━━━━━ Excerpted data

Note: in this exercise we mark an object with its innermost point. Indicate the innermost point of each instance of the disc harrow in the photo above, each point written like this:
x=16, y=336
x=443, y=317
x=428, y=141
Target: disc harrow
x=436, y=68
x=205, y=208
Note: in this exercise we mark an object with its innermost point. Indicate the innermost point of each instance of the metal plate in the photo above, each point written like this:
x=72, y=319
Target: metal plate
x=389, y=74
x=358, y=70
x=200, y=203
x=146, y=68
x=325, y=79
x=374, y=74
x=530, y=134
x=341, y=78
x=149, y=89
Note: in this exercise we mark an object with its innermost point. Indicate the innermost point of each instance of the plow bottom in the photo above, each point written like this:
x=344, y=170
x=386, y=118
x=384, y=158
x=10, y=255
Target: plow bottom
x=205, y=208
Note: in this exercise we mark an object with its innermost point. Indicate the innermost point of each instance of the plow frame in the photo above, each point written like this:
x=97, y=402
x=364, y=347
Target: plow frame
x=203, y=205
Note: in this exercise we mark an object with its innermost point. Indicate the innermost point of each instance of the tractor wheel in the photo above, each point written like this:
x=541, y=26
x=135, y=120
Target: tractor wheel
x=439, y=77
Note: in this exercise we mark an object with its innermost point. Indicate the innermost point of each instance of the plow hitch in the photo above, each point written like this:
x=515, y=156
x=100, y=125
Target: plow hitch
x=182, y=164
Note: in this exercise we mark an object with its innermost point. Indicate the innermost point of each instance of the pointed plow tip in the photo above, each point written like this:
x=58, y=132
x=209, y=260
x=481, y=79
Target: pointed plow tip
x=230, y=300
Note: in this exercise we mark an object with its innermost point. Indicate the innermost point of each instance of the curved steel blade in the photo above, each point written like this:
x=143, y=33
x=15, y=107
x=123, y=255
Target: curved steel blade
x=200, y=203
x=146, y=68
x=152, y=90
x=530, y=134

━━━━━━━━━━

Each line from the one that contains "of the pointed" to the end of the data should be set down exactly, both ends included.

Note: in this exercise we mark an object with its innermost point. Indicate the innermost point of each instance of the pointed plow tip in the photo above, each point written like this:
x=58, y=132
x=209, y=260
x=481, y=79
Target: pointed plow tip
x=230, y=300
Note: in this exercise we mark an object with its innermost point. Indicate the innermost point of each instance of the curved steel blade in the photo above, each point written like this:
x=143, y=33
x=15, y=107
x=123, y=255
Target: curved steel blade
x=200, y=203
x=146, y=68
x=152, y=90
x=530, y=134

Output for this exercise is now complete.